INSTRUCTIONS FOR THE TASK
From the plot summary below, output the passage that begins with "When Daniel returns, Cora, feeling" and stops after "Ellen and apologise.", copied word for word.

Years pass, and Ellen and Daniel go through a rather messy divorce which is left slightly easier by the fact that he has taken off to Barbados. Regardless of the hurt he has caused her, Ellen is still in love with him, fully unaware that Daniel has fathered her best friend's youngest son Col. Cora, on the other hand, is still struggling with life, and is depressed and guilty over her secret betrayal. She has never been able to reveal the truth of her son's paternity to Ellen.

When Daniel returns, Cora, feeling she is running out of time to tell Ellen the truth, and urged by friends and neighbours who know her secret, decides to come clean to Ellen at a dinner party at her loft. Ellen is humiliated at Cora's disclosure and throws all the guests out, locking herself in her flat for days with depression over the fact Cora had the child with Daniel that Ellen had always wanted. Daniel returns to Ellen following the dinner party but she rejects him. In the meantime, Cora develops a relationship with Ellen's co-worker, Stanley, and, after a near-death experience, begins to feel more confident within herself and about what she wants from life. Finally she works up the courage to go to Ellen and apologise.

Natural-language object grounding data
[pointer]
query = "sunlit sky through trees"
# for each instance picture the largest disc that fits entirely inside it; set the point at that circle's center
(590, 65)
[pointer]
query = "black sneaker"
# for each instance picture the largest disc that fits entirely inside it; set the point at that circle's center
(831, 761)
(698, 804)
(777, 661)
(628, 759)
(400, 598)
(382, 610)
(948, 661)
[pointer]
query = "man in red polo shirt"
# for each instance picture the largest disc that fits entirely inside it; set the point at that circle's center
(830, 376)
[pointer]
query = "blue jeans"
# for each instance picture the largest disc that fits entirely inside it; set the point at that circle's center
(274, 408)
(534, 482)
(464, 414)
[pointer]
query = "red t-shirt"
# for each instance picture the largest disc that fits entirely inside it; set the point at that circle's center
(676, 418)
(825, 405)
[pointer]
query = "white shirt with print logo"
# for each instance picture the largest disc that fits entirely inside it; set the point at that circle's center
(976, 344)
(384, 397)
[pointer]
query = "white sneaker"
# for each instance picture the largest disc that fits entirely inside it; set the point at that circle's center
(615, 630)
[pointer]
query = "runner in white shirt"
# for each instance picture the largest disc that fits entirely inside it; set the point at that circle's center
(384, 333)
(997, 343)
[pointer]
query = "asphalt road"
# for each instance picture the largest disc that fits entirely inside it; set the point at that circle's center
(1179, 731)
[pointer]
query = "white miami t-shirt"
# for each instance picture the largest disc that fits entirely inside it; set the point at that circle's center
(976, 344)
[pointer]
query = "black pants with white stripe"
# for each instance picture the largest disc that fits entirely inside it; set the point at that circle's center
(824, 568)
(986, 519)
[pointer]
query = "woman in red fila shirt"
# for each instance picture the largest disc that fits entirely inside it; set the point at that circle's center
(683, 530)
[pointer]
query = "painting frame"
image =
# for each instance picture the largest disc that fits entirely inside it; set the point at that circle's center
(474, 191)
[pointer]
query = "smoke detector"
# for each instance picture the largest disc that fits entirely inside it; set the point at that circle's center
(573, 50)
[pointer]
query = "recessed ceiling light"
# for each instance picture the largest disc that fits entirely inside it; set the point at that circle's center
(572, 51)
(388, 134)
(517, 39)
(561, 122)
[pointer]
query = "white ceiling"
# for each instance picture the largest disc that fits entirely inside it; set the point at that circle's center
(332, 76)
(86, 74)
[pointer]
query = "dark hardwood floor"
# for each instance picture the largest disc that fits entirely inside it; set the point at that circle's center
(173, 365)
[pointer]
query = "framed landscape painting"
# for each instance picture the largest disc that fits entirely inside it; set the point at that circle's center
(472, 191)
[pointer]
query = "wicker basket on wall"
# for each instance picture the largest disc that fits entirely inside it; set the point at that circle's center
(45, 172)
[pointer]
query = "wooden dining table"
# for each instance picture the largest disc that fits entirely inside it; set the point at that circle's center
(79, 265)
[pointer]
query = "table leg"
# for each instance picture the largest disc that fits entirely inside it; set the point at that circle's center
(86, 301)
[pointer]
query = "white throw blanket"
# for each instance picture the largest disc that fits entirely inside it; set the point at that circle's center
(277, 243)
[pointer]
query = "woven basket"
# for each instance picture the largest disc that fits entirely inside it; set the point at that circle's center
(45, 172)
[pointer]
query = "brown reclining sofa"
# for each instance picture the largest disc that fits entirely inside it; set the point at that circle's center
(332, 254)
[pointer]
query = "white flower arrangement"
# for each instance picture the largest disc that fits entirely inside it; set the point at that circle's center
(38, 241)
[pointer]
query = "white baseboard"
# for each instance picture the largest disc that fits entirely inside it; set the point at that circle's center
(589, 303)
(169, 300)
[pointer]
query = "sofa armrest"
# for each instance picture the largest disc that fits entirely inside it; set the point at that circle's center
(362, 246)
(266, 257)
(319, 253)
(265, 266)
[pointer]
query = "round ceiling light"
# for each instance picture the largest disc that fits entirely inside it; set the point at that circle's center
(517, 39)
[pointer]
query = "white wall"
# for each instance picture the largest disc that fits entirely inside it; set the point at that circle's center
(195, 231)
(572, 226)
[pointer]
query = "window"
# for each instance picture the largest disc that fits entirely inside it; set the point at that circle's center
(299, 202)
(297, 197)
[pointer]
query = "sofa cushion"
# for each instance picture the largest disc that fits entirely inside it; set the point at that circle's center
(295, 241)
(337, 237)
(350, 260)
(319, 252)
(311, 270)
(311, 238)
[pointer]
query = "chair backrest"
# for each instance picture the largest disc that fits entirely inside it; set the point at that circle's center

OUTPUT OF THE EXERCISE
When Daniel returns, Cora, feeling she is running out of time to tell Ellen the truth, and urged by friends and neighbours who know her secret, decides to come clean to Ellen at a dinner party at her loft. Ellen is humiliated at Cora's disclosure and throws all the guests out, locking herself in her flat for days with depression over the fact Cora had the child with Daniel that Ellen had always wanted. Daniel returns to Ellen following the dinner party but she rejects him. In the meantime, Cora develops a relationship with Ellen's co-worker, Stanley, and, after a near-death experience, begins to feel more confident within herself and about what she wants from life. Finally she works up the courage to go to Ellen and apologise.